-- Passage follows --

Table of Contents
LLMs have become central to modern AI workflows. However, adapting them to specific business needs often sounds like a task reserved for companies with deep pockets and large engineering teams.
We wanted to test that assumption.
In this blog, we’ll walk through our internal fine-tuning experiment, which was designed to test how far you can get with open-source models, limited infrastructure, and a structured, two-phase approach.
While not intended for production, this process helped us evaluate what’s realistically achievable before investing in a real-world implementation.
From local experimentation with lightweight models to scalable fine-tuning using LoRA and cloud-based GPUs, our goal was to answer a simple question: how much does it cost to fine-tune an LLM and can you adapt LLMs efficiently without overspending?
What follows is a breakdown of the tools, infrastructure, challenges, and results we encountered along the way.
Note: This information is based on our whitepaper on LLM Adaptation: Fine-tuning as a strategy for medium scale projects.

-- Passage concluded --
-- Information follows --

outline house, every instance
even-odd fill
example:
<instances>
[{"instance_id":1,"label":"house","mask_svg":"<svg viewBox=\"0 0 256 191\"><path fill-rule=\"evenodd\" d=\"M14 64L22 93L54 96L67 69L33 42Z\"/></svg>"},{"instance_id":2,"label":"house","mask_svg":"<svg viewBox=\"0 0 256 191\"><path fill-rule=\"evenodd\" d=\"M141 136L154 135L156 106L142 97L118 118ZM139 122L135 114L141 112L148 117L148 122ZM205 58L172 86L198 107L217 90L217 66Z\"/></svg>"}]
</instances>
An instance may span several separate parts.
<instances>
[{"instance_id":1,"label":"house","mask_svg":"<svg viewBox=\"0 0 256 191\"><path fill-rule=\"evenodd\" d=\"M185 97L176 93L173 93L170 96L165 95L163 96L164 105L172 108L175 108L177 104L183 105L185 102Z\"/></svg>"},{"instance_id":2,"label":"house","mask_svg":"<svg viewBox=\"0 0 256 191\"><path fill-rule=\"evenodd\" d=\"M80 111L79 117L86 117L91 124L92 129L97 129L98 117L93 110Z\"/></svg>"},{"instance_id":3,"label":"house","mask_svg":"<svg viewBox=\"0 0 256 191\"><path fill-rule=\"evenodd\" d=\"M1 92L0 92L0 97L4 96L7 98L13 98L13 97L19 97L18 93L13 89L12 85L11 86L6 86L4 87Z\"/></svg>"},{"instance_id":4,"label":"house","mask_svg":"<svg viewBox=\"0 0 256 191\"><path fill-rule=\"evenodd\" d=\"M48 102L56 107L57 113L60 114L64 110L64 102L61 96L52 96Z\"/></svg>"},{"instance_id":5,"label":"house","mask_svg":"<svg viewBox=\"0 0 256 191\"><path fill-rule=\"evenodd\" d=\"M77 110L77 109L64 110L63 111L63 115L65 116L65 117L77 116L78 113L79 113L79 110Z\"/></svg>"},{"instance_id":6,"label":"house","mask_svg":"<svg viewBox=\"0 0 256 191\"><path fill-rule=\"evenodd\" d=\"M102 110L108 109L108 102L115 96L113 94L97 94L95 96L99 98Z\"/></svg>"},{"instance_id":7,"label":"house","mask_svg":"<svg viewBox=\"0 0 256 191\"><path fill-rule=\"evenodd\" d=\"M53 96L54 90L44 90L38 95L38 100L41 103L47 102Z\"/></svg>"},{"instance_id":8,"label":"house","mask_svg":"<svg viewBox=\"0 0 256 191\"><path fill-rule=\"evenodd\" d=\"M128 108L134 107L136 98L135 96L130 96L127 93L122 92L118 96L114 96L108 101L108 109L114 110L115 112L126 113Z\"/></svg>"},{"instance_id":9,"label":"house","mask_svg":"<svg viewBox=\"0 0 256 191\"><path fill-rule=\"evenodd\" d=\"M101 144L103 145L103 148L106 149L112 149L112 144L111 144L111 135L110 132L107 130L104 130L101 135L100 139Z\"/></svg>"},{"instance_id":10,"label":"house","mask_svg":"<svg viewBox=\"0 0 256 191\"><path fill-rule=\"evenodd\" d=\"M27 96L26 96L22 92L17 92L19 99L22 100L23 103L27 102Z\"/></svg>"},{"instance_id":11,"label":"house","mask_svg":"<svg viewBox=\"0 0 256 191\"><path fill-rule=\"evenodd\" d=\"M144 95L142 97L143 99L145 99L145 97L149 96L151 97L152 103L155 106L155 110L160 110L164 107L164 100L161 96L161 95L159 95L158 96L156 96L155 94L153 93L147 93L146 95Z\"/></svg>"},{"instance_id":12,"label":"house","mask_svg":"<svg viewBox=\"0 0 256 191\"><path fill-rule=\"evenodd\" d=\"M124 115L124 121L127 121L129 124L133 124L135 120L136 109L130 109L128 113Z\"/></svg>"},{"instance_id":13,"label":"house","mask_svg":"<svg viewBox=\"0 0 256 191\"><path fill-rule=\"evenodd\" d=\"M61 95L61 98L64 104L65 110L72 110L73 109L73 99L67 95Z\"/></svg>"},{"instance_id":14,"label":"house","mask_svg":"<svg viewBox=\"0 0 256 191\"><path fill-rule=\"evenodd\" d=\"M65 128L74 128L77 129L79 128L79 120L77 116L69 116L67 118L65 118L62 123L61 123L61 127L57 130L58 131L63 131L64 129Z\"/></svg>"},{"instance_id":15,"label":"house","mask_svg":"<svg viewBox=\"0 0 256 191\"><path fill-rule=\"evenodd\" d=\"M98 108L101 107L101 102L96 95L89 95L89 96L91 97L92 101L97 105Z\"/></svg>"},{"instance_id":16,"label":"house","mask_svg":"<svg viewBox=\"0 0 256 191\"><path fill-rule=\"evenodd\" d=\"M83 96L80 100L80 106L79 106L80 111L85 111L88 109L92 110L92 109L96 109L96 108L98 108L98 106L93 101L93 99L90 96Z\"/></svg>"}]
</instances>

-- Information concluded --

* **Brief 1**
In the blog post on fine-tuning LLMs, rewrite the part starting at "We wanted to" and ending at "structured, two-phase approach.", with "open-source models" swapped for "open-weight models".
* **Brief 2**
According to the note in the blog post on fine-tuning LLMs, what is the information based on?

* **Solution 1**
We wanted to test that assumption.
In this blog, we’ll walk through our internal fine-tuning experiment, which was designed to test how far you can get with open-weight models, limited infrastructure, and a structured, two-phase approach.

* **Solution 2**
It is based on the authors' whitepaper on LLM Adaptation: Fine-tuning as a strategy for medium scale projects.